* **Request**:
Convert every one of the items below into a numbered list, omitting any blank lines.

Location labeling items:
+--

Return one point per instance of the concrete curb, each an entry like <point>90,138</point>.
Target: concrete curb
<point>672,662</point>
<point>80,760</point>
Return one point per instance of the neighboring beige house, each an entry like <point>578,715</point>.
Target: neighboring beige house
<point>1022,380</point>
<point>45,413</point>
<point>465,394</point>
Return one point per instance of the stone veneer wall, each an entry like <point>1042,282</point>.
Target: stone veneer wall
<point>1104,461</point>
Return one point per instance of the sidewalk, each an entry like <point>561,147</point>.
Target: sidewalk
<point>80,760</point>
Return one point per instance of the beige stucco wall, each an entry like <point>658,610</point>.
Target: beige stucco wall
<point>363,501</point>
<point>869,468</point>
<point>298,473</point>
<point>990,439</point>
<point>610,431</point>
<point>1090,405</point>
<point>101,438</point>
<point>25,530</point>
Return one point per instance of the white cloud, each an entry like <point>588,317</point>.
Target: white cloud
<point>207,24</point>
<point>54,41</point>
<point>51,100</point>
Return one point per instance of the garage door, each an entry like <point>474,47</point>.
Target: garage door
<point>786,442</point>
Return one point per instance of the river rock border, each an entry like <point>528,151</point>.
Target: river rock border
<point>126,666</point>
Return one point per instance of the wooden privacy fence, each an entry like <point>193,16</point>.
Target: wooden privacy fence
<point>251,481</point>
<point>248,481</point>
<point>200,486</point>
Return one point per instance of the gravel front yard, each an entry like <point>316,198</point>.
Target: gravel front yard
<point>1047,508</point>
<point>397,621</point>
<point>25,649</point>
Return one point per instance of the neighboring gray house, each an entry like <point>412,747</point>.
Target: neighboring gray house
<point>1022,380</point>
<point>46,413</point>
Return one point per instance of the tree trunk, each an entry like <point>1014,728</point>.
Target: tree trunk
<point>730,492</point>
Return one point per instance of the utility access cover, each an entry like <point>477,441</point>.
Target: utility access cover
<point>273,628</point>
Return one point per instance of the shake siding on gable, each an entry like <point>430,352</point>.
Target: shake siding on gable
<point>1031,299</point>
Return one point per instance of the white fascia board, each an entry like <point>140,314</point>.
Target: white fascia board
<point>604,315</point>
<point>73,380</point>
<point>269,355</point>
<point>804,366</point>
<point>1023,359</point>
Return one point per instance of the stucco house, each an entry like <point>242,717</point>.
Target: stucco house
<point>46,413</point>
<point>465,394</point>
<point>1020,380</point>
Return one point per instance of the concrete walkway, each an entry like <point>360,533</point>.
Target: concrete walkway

+--

* **Finished task**:
1. Return one point per instance of the concrete curb, each an entry like <point>90,138</point>.
2. Target: concrete curb
3. <point>672,662</point>
4. <point>80,760</point>
5. Return one point per instance of the neighboring beige house, each an entry like <point>578,715</point>.
6. Target: neighboring beige house
7. <point>1022,380</point>
8. <point>45,413</point>
9. <point>465,394</point>
10. Return one point per instance of the stone veneer wall, each an entry like <point>1042,282</point>.
11. Target: stone veneer wall
12. <point>1104,461</point>
13. Return one point per instance of the sidewalk, each an entry like <point>561,147</point>.
14. Target: sidewalk
15. <point>80,760</point>
16. Return one point per instance of the beige stucco wall, each an entry like <point>658,610</point>.
17. Target: beige stucco wall
18. <point>363,501</point>
19. <point>869,468</point>
20. <point>298,473</point>
21. <point>990,439</point>
22. <point>610,431</point>
23. <point>1090,405</point>
24. <point>101,438</point>
25. <point>25,530</point>
26. Return one point per instance of the white cloud, each an entry like <point>588,317</point>.
27. Target: white cloud
28. <point>207,24</point>
29. <point>54,41</point>
30. <point>51,100</point>
31. Return one point per instance of the garage door, each an entry like <point>474,47</point>.
32. Target: garage door
33. <point>786,442</point>
34. Return one point per instance of the river rock border, each an entry like <point>528,151</point>.
35. Target: river rock border
36. <point>126,666</point>
37. Return one point per instance of the wooden privacy fence, each an entry like <point>193,16</point>.
38. Target: wooden privacy fence
39. <point>251,481</point>
40. <point>248,481</point>
41. <point>200,486</point>
42. Return one point per instance of the gravel front yard, each an entry like <point>316,198</point>.
43. Target: gravel front yard
44. <point>1047,508</point>
45. <point>397,621</point>
46. <point>25,649</point>
47. Return one point per instance of the neighboring gray house, each an entry like <point>412,747</point>.
48. Target: neighboring gray house
49. <point>1022,380</point>
50. <point>46,413</point>
51. Return one point per instance of the tree trunk, each an entry like <point>1014,728</point>.
52. Target: tree trunk
53. <point>730,492</point>
54. Return one point per instance of the utility access cover, each an entry like <point>477,441</point>.
55. Target: utility access cover
56. <point>273,628</point>
57. Return one point per instance of the shake siding on gable, each an entry like <point>430,352</point>.
58. Target: shake siding on gable
59. <point>1031,299</point>
60. Return one point per instance of the white fascia board, each an entry like <point>140,314</point>.
61. Target: white fascia board
62. <point>604,315</point>
63. <point>73,380</point>
64. <point>269,355</point>
65. <point>804,366</point>
66. <point>1023,359</point>
67. Return one point per instance of the stucco house, each an entry like <point>242,717</point>.
68. Target: stucco house
69. <point>46,413</point>
70. <point>465,394</point>
71. <point>1020,380</point>
72. Return one point per instance of the concrete walkway, each an entry like <point>360,533</point>.
73. Target: concrete walkway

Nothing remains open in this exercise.